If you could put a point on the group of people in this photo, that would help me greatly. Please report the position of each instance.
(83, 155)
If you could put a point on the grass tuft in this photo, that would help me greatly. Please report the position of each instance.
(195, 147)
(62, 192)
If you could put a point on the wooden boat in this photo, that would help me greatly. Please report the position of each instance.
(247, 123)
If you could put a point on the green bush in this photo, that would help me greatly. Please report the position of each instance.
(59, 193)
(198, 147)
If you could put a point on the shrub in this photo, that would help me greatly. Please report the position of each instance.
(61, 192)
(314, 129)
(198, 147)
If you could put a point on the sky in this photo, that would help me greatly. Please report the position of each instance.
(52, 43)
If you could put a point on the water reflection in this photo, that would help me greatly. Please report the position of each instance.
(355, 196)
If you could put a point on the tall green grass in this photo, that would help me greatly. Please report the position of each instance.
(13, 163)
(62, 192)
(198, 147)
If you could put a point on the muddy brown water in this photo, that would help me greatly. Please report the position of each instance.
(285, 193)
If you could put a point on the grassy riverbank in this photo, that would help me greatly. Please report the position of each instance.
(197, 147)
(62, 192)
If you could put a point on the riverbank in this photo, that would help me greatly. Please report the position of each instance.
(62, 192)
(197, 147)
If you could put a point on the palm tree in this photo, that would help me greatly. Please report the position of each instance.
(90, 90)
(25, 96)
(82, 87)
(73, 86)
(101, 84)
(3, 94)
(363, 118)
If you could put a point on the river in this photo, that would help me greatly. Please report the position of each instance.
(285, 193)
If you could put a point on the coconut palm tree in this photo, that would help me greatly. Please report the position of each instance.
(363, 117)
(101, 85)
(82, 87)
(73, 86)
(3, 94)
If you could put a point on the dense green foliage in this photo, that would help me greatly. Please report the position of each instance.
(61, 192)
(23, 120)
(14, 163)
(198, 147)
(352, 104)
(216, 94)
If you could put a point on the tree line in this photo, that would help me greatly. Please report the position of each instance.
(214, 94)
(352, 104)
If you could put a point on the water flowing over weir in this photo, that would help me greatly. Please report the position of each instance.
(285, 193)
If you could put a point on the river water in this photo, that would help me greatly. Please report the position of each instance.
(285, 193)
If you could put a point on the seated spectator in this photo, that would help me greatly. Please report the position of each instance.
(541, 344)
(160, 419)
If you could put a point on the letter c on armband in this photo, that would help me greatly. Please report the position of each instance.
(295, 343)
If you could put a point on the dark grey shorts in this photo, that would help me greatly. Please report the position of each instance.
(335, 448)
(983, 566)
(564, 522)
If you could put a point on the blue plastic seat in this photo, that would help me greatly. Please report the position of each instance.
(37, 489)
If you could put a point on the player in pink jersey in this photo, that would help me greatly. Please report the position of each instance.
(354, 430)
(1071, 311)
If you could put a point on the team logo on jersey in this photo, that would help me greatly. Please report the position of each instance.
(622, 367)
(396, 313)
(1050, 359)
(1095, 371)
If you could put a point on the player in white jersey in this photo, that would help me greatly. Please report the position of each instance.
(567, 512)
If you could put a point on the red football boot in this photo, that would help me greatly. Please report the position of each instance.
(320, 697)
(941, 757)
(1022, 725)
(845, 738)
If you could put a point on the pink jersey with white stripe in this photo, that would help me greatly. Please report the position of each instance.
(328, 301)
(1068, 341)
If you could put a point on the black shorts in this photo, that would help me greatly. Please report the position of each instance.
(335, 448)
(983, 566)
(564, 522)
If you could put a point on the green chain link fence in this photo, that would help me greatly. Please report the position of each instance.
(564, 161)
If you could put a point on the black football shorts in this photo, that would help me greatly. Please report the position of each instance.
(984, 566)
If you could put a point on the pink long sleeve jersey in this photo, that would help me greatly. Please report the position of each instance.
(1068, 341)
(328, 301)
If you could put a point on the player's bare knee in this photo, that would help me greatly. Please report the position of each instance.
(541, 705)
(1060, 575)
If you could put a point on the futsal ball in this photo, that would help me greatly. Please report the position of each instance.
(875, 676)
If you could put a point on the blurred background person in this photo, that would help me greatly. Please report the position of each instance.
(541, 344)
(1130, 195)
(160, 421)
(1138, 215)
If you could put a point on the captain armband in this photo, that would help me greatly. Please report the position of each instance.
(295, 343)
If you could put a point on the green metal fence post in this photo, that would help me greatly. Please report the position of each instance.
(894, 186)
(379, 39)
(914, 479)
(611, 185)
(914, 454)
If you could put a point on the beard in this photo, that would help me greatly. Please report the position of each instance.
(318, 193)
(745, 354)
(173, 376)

**WORK REQUIRED:**
Copy all of these lines exactly as they appear, from the first record to the last.

**THE RESULT:**
If you could put a point on the group of people in this photo, that would help me greatly. Please report the position of each instance.
(83, 155)
If you could put a point on the grass tuft in this photo, that would help me greatly. Please report the position of each instance.
(195, 147)
(62, 192)
If you could put a point on the wooden boat in this photo, that would help me greatly. Please report the position of each instance.
(247, 123)
If you could put a point on the green bush in this photo, that would help me greatly. Please report the position of each instance.
(59, 193)
(198, 147)
If you could put a point on the shrub in this photo, that would help me greatly. Please report the position of each instance.
(61, 192)
(314, 129)
(198, 147)
If you could put a point on the sky in this photo, that would help me greatly. Please report the position of each instance.
(52, 43)
If you could put a point on the water reflection in this photo, that would help me greatly. Please report the position of each instance.
(355, 196)
If you could put a point on the tall green grass in this photo, that would help me greatly. Please report the position of each instance.
(13, 163)
(62, 192)
(198, 147)
If you could put a point on the muddy brown water in this photo, that would help me greatly. Please report the position of each instance.
(285, 193)
If you could put a point on the grassy riverbank in this photo, that would help me greatly. Please report the position of each instance.
(197, 147)
(62, 192)
If you could put a point on the riverbank in this photo, that would help me greatly. Please report the position of each instance.
(62, 192)
(197, 147)
If you could put a point on the palm tree in this photo, that would help me greatly. Please report the position of each instance.
(90, 90)
(25, 96)
(82, 87)
(73, 86)
(101, 84)
(3, 94)
(363, 118)
If you could put a point on the river in this photo, that would help me greatly. Please report the position of each instance.
(285, 193)
If you could put a point on the coconut palm tree in this photo, that would help me greatly. Please report the position of each instance.
(363, 117)
(101, 85)
(82, 87)
(73, 86)
(3, 94)
If you could put a point on the dense green foliage in this photo, that would help me greatly. Please report the position of each instance.
(61, 192)
(23, 120)
(14, 163)
(198, 147)
(352, 104)
(216, 94)
If you could put a point on the tree line in this photo, that would help me greatly. Please report the position of each instance.
(214, 94)
(352, 104)
If you could put a point on the water flowing over weir in this photo, that would help me greatly. Please report the position of each instance.
(285, 193)
If you could put a point on the river water in this photo, that would help me greatly. Please report the position of each instance.
(285, 193)
If you could put a point on the seated spectator in this photo, that would help me greatly. Please report the position of each instance.
(541, 344)
(160, 419)
If you could put a point on the letter c on armband in this photo, that would help me greatly. Please report the position of each instance.
(295, 343)
If you could put a point on the dark grey shorts in this photo, that would help me greatly. Please report the position of each instance.
(335, 448)
(983, 566)
(564, 522)
If you could put a point on the blue plastic seat in this photo, that would help me greatly. Please report the position of each instance.
(37, 489)
If you could put a point on the player in pink jersey in this photo, that would help me greatly. Please report the position of each instance.
(354, 430)
(1071, 311)
If you could put a point on the team logo on jersey in this photo, that would help me greatly. Please report the position of each instance.
(622, 367)
(396, 313)
(1050, 359)
(1095, 371)
If you could put a point on the player in white jersey in this photo, that would help me greatly. Please report the position of each instance.
(567, 512)
If you could put a point on the red football boot in this photo, that would help me greatly. Please report the position of each instance.
(320, 697)
(941, 757)
(1022, 725)
(845, 738)
If you could put a point on the pink jersey with white stripe in this photo, that would help me greatly. Please report the position of each instance.
(328, 301)
(1068, 341)
If you could put a point on the black shorts in this photo, that would help me greatly. Please report the position of each instance.
(335, 448)
(983, 566)
(564, 522)
If you could put a point on the green chain link fence in this photo, that would help me greatly. Please report the position of each instance.
(564, 161)
If you could put a point on the black football shorts in this photo, that would help me greatly. Please report the position of each instance.
(984, 566)
If you could put a point on the pink long sleeve jersey in this photo, that would help me greatly. Please report the position of each instance.
(1068, 341)
(328, 301)
If you could put a point on the player's bare knee in this photo, that would help me greatly. Please report the position of each instance.
(541, 705)
(1060, 575)
If you could put a point on the futsal ball in this photo, that would help me greatly. Please report the position of each instance.
(875, 676)
If you could put a point on the blurred background person in this photo, that would help me greatly. Please report the position of each instance.
(541, 344)
(1130, 195)
(160, 421)
(1138, 215)
If you could put a point on the captain armband in this photo, that would help me greatly. Please report the position of each instance.
(295, 343)
If you could put a point on the green metal fence post in this photo, that would help me greatly. Please report the position of each instance.
(894, 186)
(379, 39)
(914, 479)
(611, 185)
(914, 454)
If you could put a point on the beard in this photo, that would help me greatly. Please report the position of each instance.
(318, 193)
(745, 354)
(173, 376)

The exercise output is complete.